#### [To do]
1. In the Lettl Collection text, give everything from "Lettl Collection Augsburg, Germany" down to "opened in 2002." again, switching "paintings" to "works".
2. Please turn the paragraph of the Lettl Collection text that begins "In 1939, at the age of 20" into a short list that keeps its main facts.

2017年4月1日星期六

Lettl Collection Augsburg, Germany


Approx. 400 surreal paintings by the Augsburg artist Wolfgang Lettl (1919-2008) are the focus of this collection. The collection has been supported since 1992 by the Wolfgang Lettl Association for the Advancement of Surreal Art. It was the wish of Wolfgang Lettl for his paintings not to enter the art market but to stay together and be made accessible to the public free of charge. The Lettl Atrium Museum of Surreal Art thus came into being in Augsburg in 1993. It displayed 168 surreal paintings and attracted about 70 000 visitors annually. In 2013 the contract with the operators of the building ended, and the Lettl Association has since then been searching for a new suitable exhibition space. Currently 57 surreal images are freely accessible to the public in the branch museum in Lindau which opened in 2002.

Wolfgang Lettl (18 December 1919 – 10 February 2008) was a surrealist painter who was born and who died in Augsburg, Germany.

In 1939, at the age of 20, Wolfgang joined the German Army and served as a communications officer in occupied Paris from 1940 to 1943, during which time he worked on his watercolours and first became exposed to surrealism. Later in the war, he became a reconnaissance airman in Norway, where he was captured at the end of the war and held for four months.

He returned to Augsburg in 1945, and worked there as a freelance painter from 1945 to 1948. In 1949, however, the currency reform forced him to turn to construction work to make ends meet. He continued working on his landscapes, portraits and surrealist art while working construction jobs and odd jobs. From 1954 onwards, he was able to concentrate on his art.

#### [Entries on locating named things]

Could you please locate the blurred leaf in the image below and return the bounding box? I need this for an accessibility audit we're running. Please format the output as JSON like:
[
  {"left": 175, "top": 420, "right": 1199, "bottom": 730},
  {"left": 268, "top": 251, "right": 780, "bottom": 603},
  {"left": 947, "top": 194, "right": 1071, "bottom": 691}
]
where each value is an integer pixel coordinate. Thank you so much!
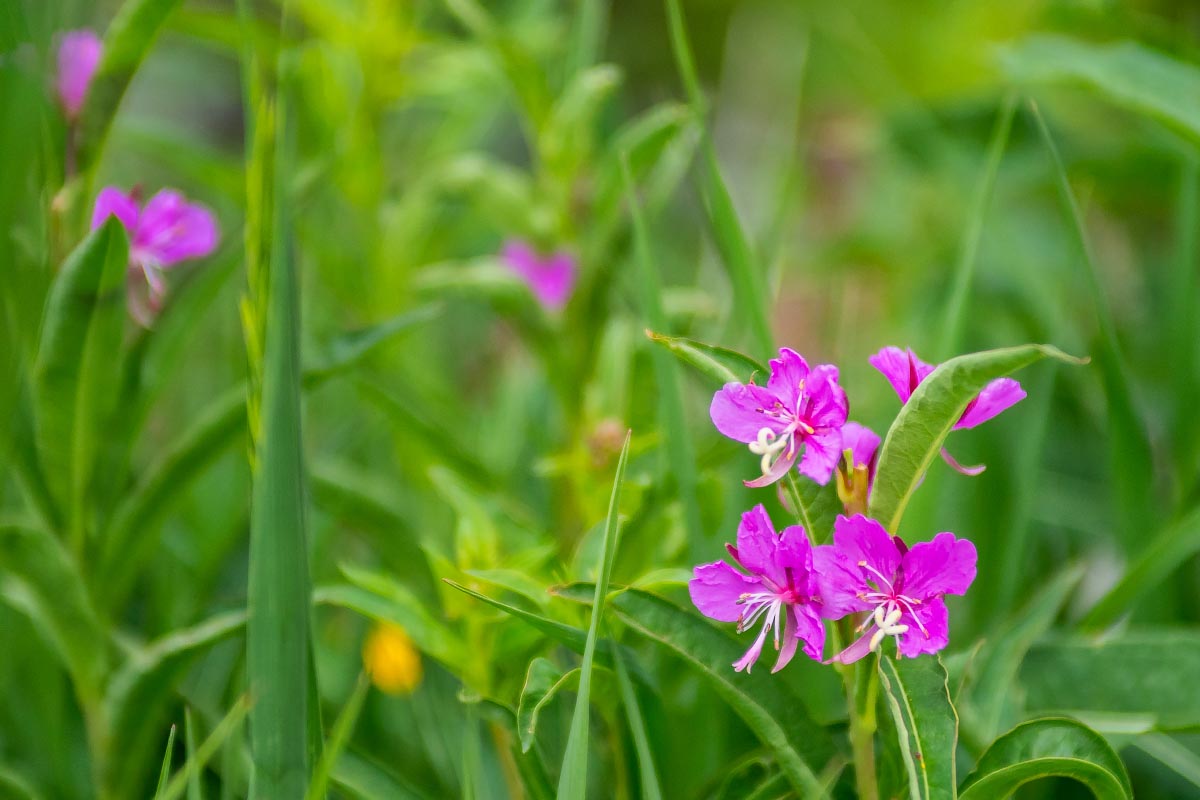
[
  {"left": 878, "top": 655, "right": 959, "bottom": 800},
  {"left": 958, "top": 566, "right": 1084, "bottom": 744},
  {"left": 305, "top": 673, "right": 371, "bottom": 800},
  {"left": 0, "top": 523, "right": 108, "bottom": 703},
  {"left": 960, "top": 717, "right": 1133, "bottom": 800},
  {"left": 1079, "top": 506, "right": 1200, "bottom": 631},
  {"left": 1020, "top": 630, "right": 1200, "bottom": 729},
  {"left": 558, "top": 431, "right": 632, "bottom": 800},
  {"left": 103, "top": 610, "right": 246, "bottom": 796},
  {"left": 646, "top": 331, "right": 770, "bottom": 386},
  {"left": 1000, "top": 35, "right": 1200, "bottom": 139},
  {"left": 79, "top": 0, "right": 180, "bottom": 174},
  {"left": 34, "top": 217, "right": 130, "bottom": 554},
  {"left": 868, "top": 344, "right": 1081, "bottom": 534},
  {"left": 610, "top": 589, "right": 834, "bottom": 798}
]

#### [Results for each task]
1.
Lettl Collection Augsburg, Germany


Approx. 400 surreal works by the Augsburg artist Wolfgang Lettl (1919-2008) are the focus of this collection. The collection has been supported since 1992 by the Wolfgang Lettl Association for the Advancement of Surreal Art. It was the wish of Wolfgang Lettl for his works not to enter the art market but to stay together and be made accessible to the public free of charge. The Lettl Atrium Museum of Surreal Art thus came into being in Augsburg in 1993. It displayed 168 surreal works and attracted about 70 000 visitors annually. In 2013 the contract with the operators of the building ended, and the Lettl Association has since then been searching for a new suitable exhibition space. Currently 57 surreal images are freely accessible to the public in the branch museum in Lindau which opened in 2002.

2.
- Joined the German Army in 1939, at age 20.
- Served as a communications officer in occupied Paris from 1940 to 1943, working on watercolors and first encountering surrealism.
- Later became a reconnaissance airman in Norway.
- Was captured there at the end of the war and held for four months.